* EXERCISE REQUIREMENTS *
Report every line of the data below that contains the word "pale", copying each such line in full.

* Location identification data *
-- Begin --

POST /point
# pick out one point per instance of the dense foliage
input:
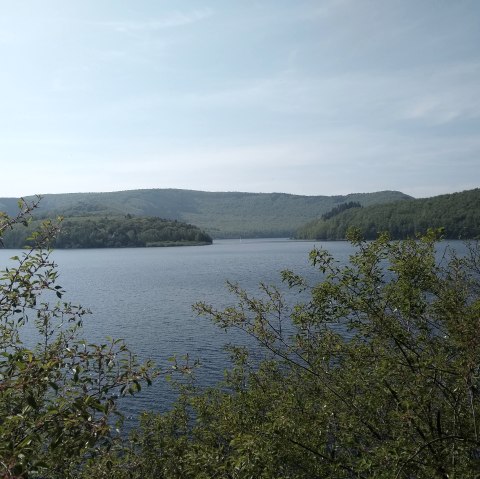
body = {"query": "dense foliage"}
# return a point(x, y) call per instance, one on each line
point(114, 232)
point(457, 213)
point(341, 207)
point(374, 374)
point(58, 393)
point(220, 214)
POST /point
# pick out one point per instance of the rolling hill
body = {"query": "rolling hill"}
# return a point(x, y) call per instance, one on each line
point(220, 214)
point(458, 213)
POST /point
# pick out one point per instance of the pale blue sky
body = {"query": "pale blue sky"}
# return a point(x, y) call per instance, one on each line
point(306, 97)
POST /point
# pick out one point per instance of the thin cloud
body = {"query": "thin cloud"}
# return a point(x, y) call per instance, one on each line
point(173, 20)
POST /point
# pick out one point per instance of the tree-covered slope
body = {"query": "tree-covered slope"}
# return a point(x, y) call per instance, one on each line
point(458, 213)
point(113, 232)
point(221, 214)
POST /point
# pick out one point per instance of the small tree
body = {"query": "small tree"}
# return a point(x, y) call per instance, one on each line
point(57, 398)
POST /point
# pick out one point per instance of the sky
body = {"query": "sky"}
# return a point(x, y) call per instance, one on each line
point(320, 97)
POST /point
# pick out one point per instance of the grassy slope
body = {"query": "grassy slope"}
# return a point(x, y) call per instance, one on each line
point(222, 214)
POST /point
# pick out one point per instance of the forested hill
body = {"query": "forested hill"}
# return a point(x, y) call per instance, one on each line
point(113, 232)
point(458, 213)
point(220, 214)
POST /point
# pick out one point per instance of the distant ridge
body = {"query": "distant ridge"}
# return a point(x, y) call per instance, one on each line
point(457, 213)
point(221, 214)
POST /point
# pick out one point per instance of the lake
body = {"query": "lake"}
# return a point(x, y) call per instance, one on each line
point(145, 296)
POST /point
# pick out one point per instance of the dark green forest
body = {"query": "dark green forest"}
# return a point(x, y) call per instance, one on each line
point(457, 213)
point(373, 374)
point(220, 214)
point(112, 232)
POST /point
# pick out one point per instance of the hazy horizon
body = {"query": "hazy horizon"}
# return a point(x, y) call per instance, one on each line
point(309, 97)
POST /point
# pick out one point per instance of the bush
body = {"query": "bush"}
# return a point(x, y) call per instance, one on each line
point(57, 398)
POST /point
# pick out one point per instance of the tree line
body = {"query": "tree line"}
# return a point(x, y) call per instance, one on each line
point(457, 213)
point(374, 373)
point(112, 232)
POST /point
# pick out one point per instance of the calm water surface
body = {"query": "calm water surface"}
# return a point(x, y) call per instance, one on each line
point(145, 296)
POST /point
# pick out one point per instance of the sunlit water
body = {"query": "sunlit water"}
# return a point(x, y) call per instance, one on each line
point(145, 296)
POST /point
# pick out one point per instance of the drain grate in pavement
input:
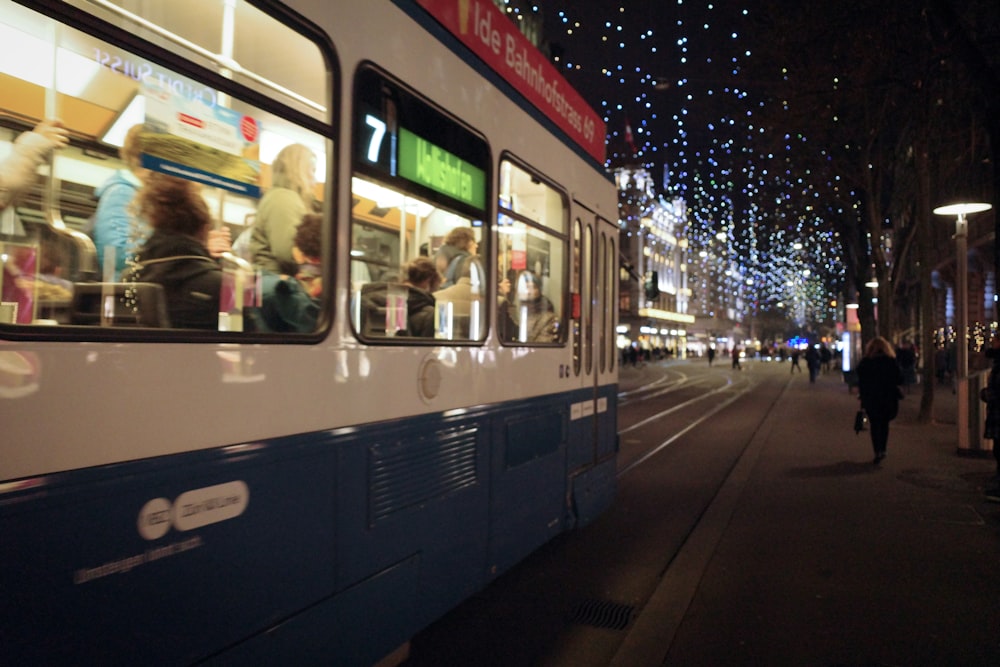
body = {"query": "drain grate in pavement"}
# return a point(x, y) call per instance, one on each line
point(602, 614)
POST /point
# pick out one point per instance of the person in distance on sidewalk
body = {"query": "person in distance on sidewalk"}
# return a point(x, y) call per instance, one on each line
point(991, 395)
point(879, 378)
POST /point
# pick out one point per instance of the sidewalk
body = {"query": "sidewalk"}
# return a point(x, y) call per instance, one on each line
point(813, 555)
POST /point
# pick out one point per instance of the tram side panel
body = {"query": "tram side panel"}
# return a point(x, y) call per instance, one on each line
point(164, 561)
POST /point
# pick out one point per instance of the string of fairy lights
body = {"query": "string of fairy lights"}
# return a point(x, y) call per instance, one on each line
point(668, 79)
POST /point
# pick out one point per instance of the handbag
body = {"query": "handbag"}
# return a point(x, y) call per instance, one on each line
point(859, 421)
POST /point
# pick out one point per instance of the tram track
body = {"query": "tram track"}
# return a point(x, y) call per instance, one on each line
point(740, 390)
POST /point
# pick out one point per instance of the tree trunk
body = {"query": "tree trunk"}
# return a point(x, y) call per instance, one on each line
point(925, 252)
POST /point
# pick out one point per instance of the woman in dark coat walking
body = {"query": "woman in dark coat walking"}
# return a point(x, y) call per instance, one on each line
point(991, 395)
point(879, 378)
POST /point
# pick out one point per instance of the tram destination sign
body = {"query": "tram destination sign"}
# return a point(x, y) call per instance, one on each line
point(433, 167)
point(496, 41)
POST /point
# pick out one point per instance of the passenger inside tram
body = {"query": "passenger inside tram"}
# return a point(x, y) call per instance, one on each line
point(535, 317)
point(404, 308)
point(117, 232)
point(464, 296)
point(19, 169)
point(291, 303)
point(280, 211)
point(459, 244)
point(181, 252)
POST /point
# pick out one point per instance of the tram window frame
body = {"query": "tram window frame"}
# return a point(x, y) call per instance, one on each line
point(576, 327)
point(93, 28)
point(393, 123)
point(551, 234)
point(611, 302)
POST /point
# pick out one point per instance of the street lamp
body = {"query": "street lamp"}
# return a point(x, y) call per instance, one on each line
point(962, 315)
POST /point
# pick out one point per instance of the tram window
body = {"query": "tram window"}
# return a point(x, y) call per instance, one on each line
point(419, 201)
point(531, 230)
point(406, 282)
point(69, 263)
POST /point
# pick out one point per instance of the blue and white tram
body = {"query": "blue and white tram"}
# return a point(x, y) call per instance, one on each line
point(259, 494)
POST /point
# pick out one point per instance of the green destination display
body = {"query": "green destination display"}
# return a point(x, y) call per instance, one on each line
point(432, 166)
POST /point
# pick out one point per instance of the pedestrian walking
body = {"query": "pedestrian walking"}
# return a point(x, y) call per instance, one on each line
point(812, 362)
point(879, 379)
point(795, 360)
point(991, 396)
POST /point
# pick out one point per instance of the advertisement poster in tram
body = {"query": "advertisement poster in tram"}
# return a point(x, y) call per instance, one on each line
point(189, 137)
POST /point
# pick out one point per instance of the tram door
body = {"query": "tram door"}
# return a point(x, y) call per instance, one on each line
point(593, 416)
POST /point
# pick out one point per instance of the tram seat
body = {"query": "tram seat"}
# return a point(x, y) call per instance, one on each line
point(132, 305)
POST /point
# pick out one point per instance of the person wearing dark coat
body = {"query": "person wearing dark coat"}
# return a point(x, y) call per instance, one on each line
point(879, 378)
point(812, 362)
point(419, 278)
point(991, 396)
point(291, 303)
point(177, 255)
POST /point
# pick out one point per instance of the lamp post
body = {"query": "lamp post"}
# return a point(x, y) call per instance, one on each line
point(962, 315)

-- End --
-- Begin --

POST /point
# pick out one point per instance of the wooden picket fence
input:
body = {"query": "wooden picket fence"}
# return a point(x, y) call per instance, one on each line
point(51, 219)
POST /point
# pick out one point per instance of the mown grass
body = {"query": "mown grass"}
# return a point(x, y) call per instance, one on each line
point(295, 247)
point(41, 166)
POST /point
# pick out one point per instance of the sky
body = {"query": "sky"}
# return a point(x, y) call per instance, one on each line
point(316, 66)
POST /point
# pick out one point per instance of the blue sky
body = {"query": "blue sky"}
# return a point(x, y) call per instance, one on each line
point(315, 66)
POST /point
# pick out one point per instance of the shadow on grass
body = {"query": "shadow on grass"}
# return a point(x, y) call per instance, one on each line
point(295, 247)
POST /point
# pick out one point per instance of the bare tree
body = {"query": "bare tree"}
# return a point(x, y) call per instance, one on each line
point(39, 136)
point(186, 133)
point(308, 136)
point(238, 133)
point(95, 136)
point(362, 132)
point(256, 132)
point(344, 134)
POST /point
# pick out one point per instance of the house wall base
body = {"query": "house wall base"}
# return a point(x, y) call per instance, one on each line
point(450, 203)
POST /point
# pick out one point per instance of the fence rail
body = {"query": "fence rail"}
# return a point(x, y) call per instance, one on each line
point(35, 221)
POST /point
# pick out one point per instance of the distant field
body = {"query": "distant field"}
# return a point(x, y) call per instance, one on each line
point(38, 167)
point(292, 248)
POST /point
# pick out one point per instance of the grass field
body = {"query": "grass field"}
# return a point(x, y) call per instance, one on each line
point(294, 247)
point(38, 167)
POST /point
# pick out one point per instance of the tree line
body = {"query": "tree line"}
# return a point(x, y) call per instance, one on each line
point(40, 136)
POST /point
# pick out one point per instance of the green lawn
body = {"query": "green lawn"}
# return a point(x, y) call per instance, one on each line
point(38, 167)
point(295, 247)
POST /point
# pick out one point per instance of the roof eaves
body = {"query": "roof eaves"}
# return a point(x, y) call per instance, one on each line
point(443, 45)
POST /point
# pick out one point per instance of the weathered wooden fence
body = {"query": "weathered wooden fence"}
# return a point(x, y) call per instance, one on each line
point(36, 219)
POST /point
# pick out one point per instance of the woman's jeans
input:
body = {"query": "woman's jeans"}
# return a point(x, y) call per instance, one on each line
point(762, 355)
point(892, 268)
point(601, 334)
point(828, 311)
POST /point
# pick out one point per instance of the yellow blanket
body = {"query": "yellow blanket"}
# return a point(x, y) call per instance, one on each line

-- End --

* RESPONSE TO THIS EXERCISE *
# pick out one point per instance of the pale blue sky
body = {"query": "pale blue sky"}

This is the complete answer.